--- Given records ---
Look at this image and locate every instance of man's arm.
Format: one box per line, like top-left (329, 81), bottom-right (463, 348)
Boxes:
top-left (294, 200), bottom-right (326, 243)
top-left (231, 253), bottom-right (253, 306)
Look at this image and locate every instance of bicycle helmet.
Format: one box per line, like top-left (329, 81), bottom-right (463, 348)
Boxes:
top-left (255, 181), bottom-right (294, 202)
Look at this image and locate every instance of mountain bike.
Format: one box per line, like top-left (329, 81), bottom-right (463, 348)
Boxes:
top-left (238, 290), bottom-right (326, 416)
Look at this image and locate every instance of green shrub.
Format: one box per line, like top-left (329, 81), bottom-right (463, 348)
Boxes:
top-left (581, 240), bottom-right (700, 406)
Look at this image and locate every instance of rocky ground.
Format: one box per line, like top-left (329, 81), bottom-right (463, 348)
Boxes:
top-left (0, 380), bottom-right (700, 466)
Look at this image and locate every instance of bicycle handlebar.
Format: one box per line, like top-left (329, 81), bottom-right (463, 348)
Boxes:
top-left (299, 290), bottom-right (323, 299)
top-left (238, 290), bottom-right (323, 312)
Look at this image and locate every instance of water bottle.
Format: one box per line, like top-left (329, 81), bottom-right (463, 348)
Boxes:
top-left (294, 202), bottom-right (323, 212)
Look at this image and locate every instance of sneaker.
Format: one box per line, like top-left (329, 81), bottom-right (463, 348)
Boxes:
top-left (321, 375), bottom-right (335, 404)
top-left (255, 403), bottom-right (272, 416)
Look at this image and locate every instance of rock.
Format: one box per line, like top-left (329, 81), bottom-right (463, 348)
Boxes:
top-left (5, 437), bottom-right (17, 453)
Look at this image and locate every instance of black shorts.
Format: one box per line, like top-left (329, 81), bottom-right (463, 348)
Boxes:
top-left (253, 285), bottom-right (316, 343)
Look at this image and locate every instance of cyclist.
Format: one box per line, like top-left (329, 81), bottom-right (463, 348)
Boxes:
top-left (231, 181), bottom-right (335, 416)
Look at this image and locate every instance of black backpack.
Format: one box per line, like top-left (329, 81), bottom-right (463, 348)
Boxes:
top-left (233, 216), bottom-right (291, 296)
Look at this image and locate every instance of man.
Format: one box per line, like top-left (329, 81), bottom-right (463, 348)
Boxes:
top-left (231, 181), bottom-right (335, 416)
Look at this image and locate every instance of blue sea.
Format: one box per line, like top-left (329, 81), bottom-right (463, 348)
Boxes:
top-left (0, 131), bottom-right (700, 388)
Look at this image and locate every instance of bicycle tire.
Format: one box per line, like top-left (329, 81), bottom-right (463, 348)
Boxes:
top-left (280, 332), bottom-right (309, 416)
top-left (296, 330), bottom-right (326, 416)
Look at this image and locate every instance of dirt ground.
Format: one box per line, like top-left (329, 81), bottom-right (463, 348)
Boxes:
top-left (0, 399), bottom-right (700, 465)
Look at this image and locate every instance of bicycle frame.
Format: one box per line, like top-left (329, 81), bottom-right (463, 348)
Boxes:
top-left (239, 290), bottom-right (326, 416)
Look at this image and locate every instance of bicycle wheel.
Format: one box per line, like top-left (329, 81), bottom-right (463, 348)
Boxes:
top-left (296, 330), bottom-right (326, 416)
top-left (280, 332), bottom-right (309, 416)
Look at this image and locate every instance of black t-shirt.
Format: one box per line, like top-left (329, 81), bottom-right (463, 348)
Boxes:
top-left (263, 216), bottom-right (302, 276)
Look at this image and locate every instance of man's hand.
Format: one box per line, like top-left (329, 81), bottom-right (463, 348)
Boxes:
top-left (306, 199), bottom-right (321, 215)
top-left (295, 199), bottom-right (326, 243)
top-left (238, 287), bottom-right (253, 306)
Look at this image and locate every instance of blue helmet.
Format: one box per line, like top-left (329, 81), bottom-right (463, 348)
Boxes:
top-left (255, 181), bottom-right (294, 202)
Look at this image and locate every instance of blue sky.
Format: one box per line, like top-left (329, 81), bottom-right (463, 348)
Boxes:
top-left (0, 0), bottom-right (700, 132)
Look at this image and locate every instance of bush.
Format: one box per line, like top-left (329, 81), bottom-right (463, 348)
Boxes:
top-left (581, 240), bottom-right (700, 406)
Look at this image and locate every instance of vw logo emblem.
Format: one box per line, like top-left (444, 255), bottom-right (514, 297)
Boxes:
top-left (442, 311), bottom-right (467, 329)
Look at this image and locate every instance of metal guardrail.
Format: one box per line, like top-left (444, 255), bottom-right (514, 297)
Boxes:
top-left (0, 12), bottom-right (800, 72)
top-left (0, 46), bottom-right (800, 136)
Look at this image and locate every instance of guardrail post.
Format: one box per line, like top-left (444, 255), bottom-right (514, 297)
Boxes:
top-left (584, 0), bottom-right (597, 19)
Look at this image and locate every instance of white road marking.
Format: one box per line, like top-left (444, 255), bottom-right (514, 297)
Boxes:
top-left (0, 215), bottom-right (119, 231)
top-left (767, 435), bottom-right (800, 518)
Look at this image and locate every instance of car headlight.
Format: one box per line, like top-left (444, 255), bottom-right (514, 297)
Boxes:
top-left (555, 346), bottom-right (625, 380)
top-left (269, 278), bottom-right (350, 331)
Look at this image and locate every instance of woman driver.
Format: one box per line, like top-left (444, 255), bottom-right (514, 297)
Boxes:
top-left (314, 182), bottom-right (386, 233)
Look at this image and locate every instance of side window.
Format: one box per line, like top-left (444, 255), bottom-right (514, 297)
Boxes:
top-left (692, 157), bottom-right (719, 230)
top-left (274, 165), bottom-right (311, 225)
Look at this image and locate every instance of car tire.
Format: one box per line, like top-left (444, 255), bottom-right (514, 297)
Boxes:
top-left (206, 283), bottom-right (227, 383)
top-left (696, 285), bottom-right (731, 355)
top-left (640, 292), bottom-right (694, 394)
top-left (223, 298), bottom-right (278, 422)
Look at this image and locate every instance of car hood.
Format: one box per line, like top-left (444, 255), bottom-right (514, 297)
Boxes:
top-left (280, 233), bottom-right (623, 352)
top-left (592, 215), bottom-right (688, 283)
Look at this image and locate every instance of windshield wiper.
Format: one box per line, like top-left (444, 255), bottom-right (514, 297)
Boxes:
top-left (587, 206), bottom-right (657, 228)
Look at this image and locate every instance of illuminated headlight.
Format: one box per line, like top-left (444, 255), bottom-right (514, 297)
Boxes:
---
- What you are asked to do
Rewrite the records above, replacing every "locate" with "mark" and leaving everything else unchanged.

- The response
Look at this image and mark every instance of man's arm.
Format: one box per line, like top-left (329, 81), bottom-right (463, 348)
Boxes:
top-left (294, 200), bottom-right (326, 243)
top-left (231, 253), bottom-right (253, 306)
Look at this image and mark every instance of bicycle helmet.
Format: one box per line, like top-left (329, 81), bottom-right (463, 348)
Boxes:
top-left (255, 181), bottom-right (294, 202)
Look at this image and mark every instance of mountain bike.
Format: one box per line, like top-left (329, 81), bottom-right (463, 348)
Boxes:
top-left (238, 290), bottom-right (326, 416)
Look at this image and mark every instance of green shrub.
Format: one box per line, like top-left (329, 81), bottom-right (463, 348)
Boxes:
top-left (581, 240), bottom-right (700, 406)
Look at this image and mark every instance of rocky ground.
Format: one box per line, like top-left (329, 81), bottom-right (463, 348)
Boxes:
top-left (0, 380), bottom-right (700, 466)
Look at this image and mark every instance of bicycle handlebar.
Format: one box per line, like top-left (329, 81), bottom-right (463, 348)
Boxes:
top-left (299, 290), bottom-right (323, 299)
top-left (238, 290), bottom-right (323, 312)
Look at this image and mark every instance of water bottle.
Format: one box per line, like top-left (329, 81), bottom-right (463, 348)
Boxes:
top-left (294, 202), bottom-right (323, 212)
Look at this image and mark every instance of sneaker.
Format: one box per line, like top-left (329, 81), bottom-right (463, 348)
Boxes:
top-left (321, 375), bottom-right (335, 404)
top-left (255, 403), bottom-right (272, 416)
Look at this image and mark every instance of rock.
Format: one box per line, like top-left (329, 81), bottom-right (463, 348)
Boxes:
top-left (5, 437), bottom-right (17, 453)
Look at this image and mark every instance of black shorts.
Format: one box per line, like top-left (329, 81), bottom-right (463, 348)
Boxes:
top-left (253, 285), bottom-right (316, 343)
Look at this image and mark every instance of cyclist.
Format: one box per line, like top-left (329, 81), bottom-right (463, 348)
Boxes:
top-left (231, 181), bottom-right (335, 416)
Look at this image and mark every instance of black backpack.
Format: one box per line, like top-left (329, 81), bottom-right (463, 348)
Boxes:
top-left (233, 216), bottom-right (291, 296)
Look at this image and mark every instance of man.
Format: one box per line, like top-left (329, 81), bottom-right (463, 348)
Boxes:
top-left (231, 181), bottom-right (335, 416)
Look at this image and mark every instance of blue sea.
Format: one box per line, like top-left (329, 81), bottom-right (463, 348)
Boxes:
top-left (0, 131), bottom-right (700, 388)
Look at this image and mark every instance of bicycle tire.
Format: one box per line, like top-left (329, 81), bottom-right (463, 348)
Boxes:
top-left (280, 332), bottom-right (309, 416)
top-left (296, 330), bottom-right (326, 416)
Look at this image and mark every instance of dirt ground.
Format: one box per line, like top-left (329, 81), bottom-right (463, 348)
Boxes:
top-left (0, 399), bottom-right (700, 465)
Look at this image and mark every instance of bicycle frame.
Format: one box per line, like top-left (329, 81), bottom-right (463, 348)
Boxes:
top-left (239, 290), bottom-right (326, 416)
Look at this image and mark every instance of bicycle wheel.
Format: one box per line, like top-left (329, 81), bottom-right (463, 348)
Boxes:
top-left (296, 330), bottom-right (326, 416)
top-left (280, 332), bottom-right (309, 416)
Look at this image and mark every instance of black t-shirt.
Format: one box per line, like top-left (329, 81), bottom-right (463, 348)
Boxes:
top-left (263, 216), bottom-right (302, 276)
Look at this image and mark every instance of man's hand.
Format: one box per line, like top-left (329, 81), bottom-right (463, 348)
Boxes:
top-left (306, 199), bottom-right (321, 215)
top-left (295, 199), bottom-right (326, 243)
top-left (238, 287), bottom-right (253, 306)
Look at this image and mark every instance of blue helmet.
Format: one box per line, like top-left (329, 81), bottom-right (463, 348)
Boxes:
top-left (255, 181), bottom-right (294, 202)
Look at this image and mark every instance of blue sky.
Format: one box per line, like top-left (329, 81), bottom-right (463, 348)
Boxes:
top-left (0, 0), bottom-right (700, 132)
Look at this image and mark every instance of bush.
Format: one box per line, like top-left (329, 81), bottom-right (463, 348)
Boxes:
top-left (581, 240), bottom-right (700, 406)
Look at this image and mark every instance of vw logo emblem.
Format: one box per line, like top-left (444, 255), bottom-right (514, 297)
Boxes:
top-left (442, 311), bottom-right (467, 329)
Look at this image and mark every instance of metal guardrail.
Format: one box per line, like top-left (444, 255), bottom-right (514, 297)
Boxes:
top-left (0, 12), bottom-right (800, 72)
top-left (0, 46), bottom-right (800, 136)
Look at this image and mark every instance of guardrail post.
Format: one box per line, like top-left (444, 255), bottom-right (514, 297)
Boxes:
top-left (584, 0), bottom-right (597, 19)
Look at this image and mark every instance of white road marking.
Format: one box per line, like top-left (444, 255), bottom-right (514, 297)
Boxes:
top-left (0, 215), bottom-right (119, 231)
top-left (767, 435), bottom-right (800, 518)
Look at this image and mark every instance of car headlight.
Format: one box per line, like top-left (444, 255), bottom-right (514, 297)
Boxes:
top-left (555, 346), bottom-right (625, 380)
top-left (269, 278), bottom-right (350, 331)
Look at this image and mark every instance of woman driver.
Format: one box per line, like top-left (444, 255), bottom-right (514, 297)
Boxes:
top-left (314, 182), bottom-right (386, 233)
Look at this image and mark every instance of side window.
Format: one box per line, like top-left (444, 255), bottom-right (514, 297)
Boxes:
top-left (692, 157), bottom-right (719, 230)
top-left (274, 165), bottom-right (311, 225)
Look at this image and mark every instance of car tire.
Format: one box per line, like top-left (444, 255), bottom-right (514, 297)
Boxes:
top-left (206, 283), bottom-right (227, 383)
top-left (696, 285), bottom-right (731, 355)
top-left (640, 292), bottom-right (694, 394)
top-left (223, 298), bottom-right (278, 422)
Look at this image and mark every instance of car hood.
Format: one box per line, like top-left (444, 255), bottom-right (514, 297)
Boxes:
top-left (280, 233), bottom-right (623, 352)
top-left (592, 215), bottom-right (688, 283)
Look at this image and mark every instance of windshield wiper.
Format: one box per line, like top-left (444, 255), bottom-right (514, 297)
Boxes:
top-left (587, 206), bottom-right (657, 228)
Look at this image and mark every instance of illuminated headlight.
Format: one box per line, like top-left (444, 255), bottom-right (514, 297)
Boxes:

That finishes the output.